(Source extract begins)
Former Leeds United and England player Paul Madeley has died at the age of 73 after a long battle with Parkinson's disease, British media reported on Monday.
The versatile Madeley, who played 724 games for the club until he retired in 1980 and was nicknamed "Rolls Royce," revealed over a decade ago that he suffered from the disease.
He was a key member of the team that won the league title under manager Don Revie in 1969 and 1974 plus the League Cup in 1968 and FA Cup in 1972. He also won 24 international caps.
Madeley was in the Leeds side that came runners-up in the European Cup Winners' Cup in 1973 and the European Cup in 1975.
"Everyone at #LUFC is deeply saddened to hear of the passing of #LUFC legend Paul Madeley. Our thoughts are with his family and friends," the Yorkshire club wrote on their twitter account.
A statement released by Madeley's family said: "Paul Madeley passed away peacefully today surrounded by his family in Leeds.
(Source extract ends)
(Recorded information begins)
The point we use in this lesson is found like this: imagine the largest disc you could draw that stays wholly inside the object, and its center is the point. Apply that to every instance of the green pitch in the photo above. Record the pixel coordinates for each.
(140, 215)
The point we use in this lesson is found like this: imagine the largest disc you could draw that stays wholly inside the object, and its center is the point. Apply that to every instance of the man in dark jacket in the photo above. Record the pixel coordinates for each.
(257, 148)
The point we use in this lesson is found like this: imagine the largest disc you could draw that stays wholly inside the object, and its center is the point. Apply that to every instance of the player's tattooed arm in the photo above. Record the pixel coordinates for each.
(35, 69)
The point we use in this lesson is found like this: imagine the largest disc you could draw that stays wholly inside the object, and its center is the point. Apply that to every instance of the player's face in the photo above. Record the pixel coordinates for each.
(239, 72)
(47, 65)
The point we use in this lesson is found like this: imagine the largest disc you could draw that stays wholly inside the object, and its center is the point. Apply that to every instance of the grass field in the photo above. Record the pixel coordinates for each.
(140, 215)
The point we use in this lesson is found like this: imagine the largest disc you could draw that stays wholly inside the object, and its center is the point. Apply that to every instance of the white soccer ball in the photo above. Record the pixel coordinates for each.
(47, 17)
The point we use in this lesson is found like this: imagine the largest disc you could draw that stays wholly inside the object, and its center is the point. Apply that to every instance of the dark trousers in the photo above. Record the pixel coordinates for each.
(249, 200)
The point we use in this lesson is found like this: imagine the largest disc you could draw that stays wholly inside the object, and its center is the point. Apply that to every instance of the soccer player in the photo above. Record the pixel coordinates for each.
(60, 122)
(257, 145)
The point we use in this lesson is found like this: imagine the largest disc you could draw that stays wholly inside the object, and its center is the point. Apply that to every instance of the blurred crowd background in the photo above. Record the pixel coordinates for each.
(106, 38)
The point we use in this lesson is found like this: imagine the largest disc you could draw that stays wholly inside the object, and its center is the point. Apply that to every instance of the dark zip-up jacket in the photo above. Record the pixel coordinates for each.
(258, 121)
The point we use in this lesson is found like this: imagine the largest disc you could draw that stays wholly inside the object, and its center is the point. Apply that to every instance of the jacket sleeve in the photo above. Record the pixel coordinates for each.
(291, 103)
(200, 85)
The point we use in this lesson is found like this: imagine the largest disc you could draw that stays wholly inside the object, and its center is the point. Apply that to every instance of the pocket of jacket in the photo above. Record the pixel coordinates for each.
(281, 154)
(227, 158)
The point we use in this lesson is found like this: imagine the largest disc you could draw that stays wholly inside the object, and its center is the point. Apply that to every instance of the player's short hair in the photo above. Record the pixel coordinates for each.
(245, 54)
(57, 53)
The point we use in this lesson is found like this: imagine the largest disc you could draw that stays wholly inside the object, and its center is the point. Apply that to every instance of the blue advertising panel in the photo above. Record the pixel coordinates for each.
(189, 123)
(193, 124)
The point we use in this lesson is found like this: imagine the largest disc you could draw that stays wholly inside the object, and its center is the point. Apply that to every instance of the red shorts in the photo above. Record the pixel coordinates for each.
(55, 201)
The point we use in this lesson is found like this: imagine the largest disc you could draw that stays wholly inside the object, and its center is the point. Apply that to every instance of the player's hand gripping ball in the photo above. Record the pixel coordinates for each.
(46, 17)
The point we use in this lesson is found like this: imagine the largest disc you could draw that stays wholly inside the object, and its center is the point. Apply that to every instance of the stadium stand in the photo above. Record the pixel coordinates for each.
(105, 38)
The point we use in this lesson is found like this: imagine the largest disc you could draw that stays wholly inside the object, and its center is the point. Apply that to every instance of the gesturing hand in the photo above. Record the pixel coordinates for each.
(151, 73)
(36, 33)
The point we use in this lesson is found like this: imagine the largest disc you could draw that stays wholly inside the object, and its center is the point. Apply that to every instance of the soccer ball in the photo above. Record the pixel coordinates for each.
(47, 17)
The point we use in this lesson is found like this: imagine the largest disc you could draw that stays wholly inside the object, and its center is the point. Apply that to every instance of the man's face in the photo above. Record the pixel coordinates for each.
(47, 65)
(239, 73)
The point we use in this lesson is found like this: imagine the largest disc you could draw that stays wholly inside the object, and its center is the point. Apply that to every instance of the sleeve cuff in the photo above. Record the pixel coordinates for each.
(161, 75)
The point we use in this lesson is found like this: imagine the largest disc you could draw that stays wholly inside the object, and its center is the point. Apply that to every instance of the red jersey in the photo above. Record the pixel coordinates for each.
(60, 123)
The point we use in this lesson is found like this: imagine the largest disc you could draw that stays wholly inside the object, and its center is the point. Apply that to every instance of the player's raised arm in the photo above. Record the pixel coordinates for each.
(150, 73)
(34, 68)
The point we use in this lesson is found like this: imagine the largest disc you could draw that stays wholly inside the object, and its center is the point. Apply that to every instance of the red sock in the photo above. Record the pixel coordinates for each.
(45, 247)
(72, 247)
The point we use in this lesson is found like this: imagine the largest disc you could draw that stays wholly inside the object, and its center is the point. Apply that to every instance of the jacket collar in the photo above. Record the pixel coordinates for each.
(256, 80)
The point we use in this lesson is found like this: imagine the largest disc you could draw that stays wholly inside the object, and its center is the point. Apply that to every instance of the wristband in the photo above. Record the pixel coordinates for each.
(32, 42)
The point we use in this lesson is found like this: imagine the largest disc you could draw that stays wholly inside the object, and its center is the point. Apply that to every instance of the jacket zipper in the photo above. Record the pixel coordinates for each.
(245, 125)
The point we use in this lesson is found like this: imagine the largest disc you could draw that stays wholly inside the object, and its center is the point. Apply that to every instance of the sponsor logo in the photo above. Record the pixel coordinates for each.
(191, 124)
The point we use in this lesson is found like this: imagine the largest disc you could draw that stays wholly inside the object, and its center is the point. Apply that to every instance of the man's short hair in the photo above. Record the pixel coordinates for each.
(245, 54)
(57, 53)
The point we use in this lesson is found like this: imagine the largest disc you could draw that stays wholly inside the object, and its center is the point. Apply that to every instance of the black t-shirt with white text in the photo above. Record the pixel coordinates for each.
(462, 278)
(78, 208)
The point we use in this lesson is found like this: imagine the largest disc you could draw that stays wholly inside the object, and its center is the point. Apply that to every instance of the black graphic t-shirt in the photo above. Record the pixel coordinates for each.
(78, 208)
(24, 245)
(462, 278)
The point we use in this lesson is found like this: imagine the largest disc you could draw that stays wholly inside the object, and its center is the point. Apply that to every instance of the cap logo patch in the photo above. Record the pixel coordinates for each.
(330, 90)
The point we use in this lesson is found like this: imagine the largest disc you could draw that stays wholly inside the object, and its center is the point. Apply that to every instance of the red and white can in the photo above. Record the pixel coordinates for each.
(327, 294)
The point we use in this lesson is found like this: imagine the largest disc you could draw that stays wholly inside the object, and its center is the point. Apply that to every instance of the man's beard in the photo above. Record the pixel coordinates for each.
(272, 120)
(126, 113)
(Recorded information ends)
- [Action item A]
Answer these questions from the article on Paul Madeley:
(i) How many games did Madeley play for the club?
(ii) In what year did Leeds win the FA Cup?
(iii) How many international caps did Madeley win?
- [Action item B] Can you carry the article on Paul Madeley forward from its final sentence?
The material has no connection to the article on Paul Madeley.

- [Expected answer A]
(i) 724
(ii) 1972
(iii) 24

- [Expected answer B]
"The late Don Revie christened him his 'Roll Royce' and to us he was just that -- a class act as a husband and a father who always had time for everyone he met."
Madeley was born in Beeston, close to the Elland Road club he supported, and only played for Leeds in an 18-year career.
His club teammate Eddie Gray was quoted in The Yorkshire Post saying: "Don loved him because he was good enough to play anywhere you asked him to -- centre-back, up front, out wide. It didn't matter. He had the talent for it and he was invaluable."